I remember using my trusty BlackBerry back with 2G. The first iPhone launched
with just 2G. If you want to talk about the general rise of the smartphone,
then it would be about 3G.

------
zw123456
Almost any wireless link will be subject to man in the middle attacks by
nature, in my view. If you can sniff the medium, you eventually can probably
find a way to intercept it.

Wired connections are more secure, or perceived to be so because the
assumption is that sniffing the medium is more difficult, which is generally
true because someone would have to physically make a connection (unauthorized)
to your cable and the assumption is that it would be detected (perhaps).

It's just a lot easier to sniff your channel over the air.

5G can be implemented on any piece of spectrum, sub-1Ghz, mid-Ghz or so called
mm-wave. One thing about mm-wave that makes it "more cable like" is the highly
directional nature. 5G that is being deployed on mm-wave bands (e.g. 28Ghz)
have extremely small beam widths due to the use of Phased Array antennas. This
makes it much more difficult to "sting-ray". or at least is more easily
detected.

Having said all this... everyone should always keep in mind that whatever
wireless network you are on, GSM, CDMA, HSPA, LTE, Wifi, 5G whatever, you
cannot count on the phy layer for protection.

Dataset excerpts on object pointing:

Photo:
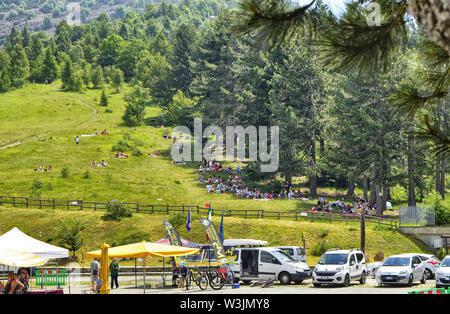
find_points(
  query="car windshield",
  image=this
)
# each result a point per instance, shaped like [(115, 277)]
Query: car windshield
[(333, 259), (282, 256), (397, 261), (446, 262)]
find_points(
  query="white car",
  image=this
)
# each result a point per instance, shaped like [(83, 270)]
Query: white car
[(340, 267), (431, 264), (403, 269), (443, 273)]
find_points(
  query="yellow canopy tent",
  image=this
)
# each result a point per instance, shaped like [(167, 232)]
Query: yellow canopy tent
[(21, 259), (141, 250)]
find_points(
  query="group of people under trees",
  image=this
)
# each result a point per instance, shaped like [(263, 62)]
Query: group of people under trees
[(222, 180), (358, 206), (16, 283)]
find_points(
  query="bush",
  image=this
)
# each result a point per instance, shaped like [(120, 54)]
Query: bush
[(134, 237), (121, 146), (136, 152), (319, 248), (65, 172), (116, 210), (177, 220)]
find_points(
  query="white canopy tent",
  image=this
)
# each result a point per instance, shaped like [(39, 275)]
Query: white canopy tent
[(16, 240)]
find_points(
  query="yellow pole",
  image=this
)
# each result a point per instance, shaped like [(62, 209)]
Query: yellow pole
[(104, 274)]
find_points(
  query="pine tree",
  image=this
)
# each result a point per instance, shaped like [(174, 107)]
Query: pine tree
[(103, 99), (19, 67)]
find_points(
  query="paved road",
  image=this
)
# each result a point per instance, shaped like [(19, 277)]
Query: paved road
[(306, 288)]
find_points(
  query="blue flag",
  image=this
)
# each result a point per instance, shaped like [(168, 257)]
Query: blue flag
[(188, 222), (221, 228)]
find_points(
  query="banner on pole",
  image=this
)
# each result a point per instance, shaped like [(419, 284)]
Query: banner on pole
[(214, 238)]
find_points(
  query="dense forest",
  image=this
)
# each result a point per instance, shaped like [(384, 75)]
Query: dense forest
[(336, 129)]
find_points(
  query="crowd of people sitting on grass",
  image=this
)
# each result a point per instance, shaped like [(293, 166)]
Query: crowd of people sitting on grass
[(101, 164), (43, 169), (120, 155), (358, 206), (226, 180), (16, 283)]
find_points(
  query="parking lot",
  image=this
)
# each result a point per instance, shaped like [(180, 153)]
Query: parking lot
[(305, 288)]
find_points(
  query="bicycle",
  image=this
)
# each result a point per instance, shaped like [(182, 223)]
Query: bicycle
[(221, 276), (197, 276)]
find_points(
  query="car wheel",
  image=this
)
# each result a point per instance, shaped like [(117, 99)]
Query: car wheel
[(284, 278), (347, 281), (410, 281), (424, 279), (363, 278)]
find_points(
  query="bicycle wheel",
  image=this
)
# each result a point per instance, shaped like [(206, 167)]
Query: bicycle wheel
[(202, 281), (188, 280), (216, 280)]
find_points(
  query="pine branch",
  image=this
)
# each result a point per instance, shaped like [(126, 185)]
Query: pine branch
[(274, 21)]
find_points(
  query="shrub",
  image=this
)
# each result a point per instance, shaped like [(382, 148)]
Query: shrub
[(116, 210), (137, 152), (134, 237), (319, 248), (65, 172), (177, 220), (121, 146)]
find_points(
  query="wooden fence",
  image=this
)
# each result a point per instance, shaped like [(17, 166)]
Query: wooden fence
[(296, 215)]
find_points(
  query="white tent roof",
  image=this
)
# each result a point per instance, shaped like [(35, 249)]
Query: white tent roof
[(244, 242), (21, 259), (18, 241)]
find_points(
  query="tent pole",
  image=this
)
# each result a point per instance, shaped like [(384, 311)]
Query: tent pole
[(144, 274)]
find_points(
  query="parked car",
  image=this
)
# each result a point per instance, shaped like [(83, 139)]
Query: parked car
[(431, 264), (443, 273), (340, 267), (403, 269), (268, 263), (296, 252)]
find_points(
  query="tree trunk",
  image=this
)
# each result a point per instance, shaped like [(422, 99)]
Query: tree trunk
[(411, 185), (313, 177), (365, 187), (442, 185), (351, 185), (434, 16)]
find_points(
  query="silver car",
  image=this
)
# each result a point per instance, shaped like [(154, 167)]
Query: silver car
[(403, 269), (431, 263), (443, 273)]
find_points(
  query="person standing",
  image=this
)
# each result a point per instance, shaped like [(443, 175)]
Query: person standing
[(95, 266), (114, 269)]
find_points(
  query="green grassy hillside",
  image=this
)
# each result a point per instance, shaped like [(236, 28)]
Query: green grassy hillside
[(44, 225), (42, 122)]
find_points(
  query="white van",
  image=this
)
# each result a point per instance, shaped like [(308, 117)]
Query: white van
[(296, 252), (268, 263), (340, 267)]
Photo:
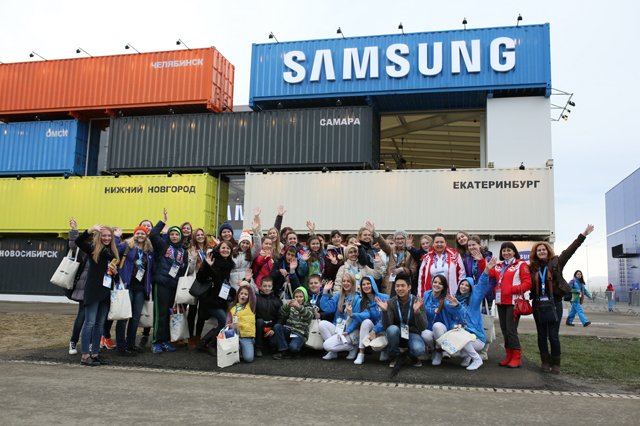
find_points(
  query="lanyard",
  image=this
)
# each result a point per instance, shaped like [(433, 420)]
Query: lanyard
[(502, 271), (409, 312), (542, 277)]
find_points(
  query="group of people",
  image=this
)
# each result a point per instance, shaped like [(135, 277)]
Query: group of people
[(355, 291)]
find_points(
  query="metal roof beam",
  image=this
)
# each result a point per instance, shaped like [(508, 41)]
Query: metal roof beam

Set task A »
In the wireless security thread, why is 5G on mm-wave bands harder to "sting-ray"?
Set task B »
Can you sum up the wireless security thread in two sentences?
Set task C »
Extend the wireless security thread past its final sentence.
The entries aren't needed for any of this.

Exercise output A »
Phased array antennas give it extremely small beam widths.

Exercise output B »
One commenter argues that almost any wireless link is open to man-in-the-middle attacks because the medium can be sniffed over the air, while wired connections are seen as more secure since tapping a cable requires a physical connection that would likely be detected. The commenter adds that 5G on mm-wave bands is harder to intercept because its extremely small beam widths make it more cable-like, but warns that no wireless network's physical layer can be counted on for protection.

Exercise output C »
------
IOT_Apprentice
Well, first off, is there a way to get stingrays broken such that they would
be identified as rogue base stations and locked out as untrusted? If not, then
hello to being compromised. Not that it would stop the NSA, but at least 3rd
party or rogue states would not be able to deploy them if this could be
achieved.

------
hxsvui
To me, it's absolutely unclear what the author is actually talking about.
Should telcos be responsible for monitoring the devices in their network?

Mobile networks provide Internet access with all the risks associated to the
Internet. But the radio access is reasonably secure, if we compare with public
WiFi. It's encrypted, authenticated and the operators are more trustworthy
than the random person that puts up an Access-Point with years-old firmware.
(the operators have something to loose here)

------
stunt
We haven't built anything flawless so I'm not sure if it is fair to blame
anyone for building something that might not be secure without any evidence.

No matter who is going to lead 5G technology, The service provider will have
full control as they already have. They will be still able to do everything
that they are doing already.

So we will have our domestic controls and it is secure it that sense.

Perhaps, What we might not have is having our backdoors to have the same
powers in all other countries around the world.

------
aportnoy
Slightly off topic, but I wonder how much net savings (% world GDP?) would we
have if there was no need to secure our communications. At least some energy
and time would be saved as a result, comms would be faster.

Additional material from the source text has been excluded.